*** Information provided ***
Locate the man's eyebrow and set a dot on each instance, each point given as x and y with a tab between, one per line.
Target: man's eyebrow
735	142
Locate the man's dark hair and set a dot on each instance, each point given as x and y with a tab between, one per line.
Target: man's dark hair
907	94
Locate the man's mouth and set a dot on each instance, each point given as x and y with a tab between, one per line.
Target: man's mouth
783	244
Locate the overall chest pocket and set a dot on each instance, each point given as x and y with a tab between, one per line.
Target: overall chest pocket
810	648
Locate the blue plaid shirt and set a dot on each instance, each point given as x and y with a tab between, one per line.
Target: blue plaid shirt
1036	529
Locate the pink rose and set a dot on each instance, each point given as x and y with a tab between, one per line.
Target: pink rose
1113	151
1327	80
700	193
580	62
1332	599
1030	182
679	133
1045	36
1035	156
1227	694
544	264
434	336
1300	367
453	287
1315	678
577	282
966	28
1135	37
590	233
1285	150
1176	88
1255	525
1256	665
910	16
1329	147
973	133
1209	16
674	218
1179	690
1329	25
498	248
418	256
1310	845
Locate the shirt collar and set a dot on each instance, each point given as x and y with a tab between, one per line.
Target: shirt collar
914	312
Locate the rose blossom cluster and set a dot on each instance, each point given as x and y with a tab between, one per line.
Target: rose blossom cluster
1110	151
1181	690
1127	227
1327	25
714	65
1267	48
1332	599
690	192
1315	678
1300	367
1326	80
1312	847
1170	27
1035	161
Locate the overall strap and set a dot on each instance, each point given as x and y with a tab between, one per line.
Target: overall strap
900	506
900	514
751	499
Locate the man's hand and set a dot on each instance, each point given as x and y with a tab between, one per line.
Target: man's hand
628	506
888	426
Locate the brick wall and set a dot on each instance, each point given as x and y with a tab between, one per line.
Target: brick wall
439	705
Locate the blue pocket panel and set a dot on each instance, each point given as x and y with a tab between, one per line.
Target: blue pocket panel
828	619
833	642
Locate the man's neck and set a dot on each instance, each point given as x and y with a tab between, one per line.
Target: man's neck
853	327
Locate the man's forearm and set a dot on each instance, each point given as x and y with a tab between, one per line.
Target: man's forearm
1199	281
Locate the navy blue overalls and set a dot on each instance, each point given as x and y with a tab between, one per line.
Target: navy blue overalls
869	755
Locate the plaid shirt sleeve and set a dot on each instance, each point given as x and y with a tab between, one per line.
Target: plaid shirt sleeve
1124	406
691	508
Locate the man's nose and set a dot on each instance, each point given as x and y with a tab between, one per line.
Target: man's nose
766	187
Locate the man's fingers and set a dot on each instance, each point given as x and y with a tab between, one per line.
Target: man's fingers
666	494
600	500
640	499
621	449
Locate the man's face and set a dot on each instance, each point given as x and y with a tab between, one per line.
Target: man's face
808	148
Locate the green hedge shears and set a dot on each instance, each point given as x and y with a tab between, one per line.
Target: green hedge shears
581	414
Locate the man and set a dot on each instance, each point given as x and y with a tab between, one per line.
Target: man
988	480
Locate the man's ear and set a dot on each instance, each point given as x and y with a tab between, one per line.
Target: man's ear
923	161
***
*** Information provided ***
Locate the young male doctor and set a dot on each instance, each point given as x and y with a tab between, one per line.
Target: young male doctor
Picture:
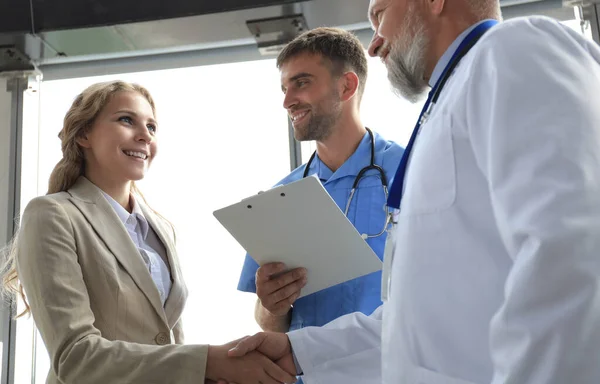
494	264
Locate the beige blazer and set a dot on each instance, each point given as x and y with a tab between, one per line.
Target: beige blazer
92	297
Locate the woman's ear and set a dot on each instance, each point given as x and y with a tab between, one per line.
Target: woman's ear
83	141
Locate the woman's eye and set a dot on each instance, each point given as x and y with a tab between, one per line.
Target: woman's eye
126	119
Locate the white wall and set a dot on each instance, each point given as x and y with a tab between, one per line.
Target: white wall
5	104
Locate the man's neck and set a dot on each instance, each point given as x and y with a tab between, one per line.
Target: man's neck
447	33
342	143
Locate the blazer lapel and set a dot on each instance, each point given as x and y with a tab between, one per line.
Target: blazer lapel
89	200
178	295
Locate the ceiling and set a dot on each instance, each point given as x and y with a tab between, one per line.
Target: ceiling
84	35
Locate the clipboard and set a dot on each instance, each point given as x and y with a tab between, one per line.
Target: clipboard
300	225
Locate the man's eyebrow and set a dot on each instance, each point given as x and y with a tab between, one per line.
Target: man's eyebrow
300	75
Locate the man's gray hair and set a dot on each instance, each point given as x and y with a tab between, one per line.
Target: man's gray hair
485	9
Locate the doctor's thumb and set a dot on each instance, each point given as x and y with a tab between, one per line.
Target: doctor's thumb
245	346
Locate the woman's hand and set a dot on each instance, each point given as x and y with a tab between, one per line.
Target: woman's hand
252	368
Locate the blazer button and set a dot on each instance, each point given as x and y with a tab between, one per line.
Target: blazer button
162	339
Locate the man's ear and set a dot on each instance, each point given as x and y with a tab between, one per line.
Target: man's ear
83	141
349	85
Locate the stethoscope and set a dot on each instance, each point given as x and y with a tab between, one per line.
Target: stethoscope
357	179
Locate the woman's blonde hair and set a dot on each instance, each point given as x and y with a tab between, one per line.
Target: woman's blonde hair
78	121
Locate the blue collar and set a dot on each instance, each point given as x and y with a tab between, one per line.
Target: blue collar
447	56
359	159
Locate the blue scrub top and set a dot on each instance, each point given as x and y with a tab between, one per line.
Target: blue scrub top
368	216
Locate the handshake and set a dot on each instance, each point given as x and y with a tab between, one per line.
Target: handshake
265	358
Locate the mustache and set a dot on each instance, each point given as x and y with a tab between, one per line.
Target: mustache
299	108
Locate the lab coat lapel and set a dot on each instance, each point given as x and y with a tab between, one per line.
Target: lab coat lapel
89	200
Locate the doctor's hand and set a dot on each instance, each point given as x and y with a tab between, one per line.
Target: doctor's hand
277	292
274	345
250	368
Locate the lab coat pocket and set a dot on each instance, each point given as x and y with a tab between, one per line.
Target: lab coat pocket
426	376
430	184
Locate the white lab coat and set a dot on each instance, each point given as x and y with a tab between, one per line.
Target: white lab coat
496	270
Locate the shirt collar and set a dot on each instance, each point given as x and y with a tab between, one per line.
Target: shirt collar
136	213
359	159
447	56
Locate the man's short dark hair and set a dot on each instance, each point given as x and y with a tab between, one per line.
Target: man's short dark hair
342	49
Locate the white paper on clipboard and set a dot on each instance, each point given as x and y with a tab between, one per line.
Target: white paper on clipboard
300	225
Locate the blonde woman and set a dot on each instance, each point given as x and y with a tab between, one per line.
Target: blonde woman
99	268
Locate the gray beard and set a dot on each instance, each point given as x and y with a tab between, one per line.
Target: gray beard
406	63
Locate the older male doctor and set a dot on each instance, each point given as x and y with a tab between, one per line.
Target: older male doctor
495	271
***
- [Exercise]: Copy out every line above that contains the word "scrub".

- [Solution below]:
Locate the blue scrub top and set a dot on each instance, each point given as x and y with a tab between, one per line.
Target: blue scrub top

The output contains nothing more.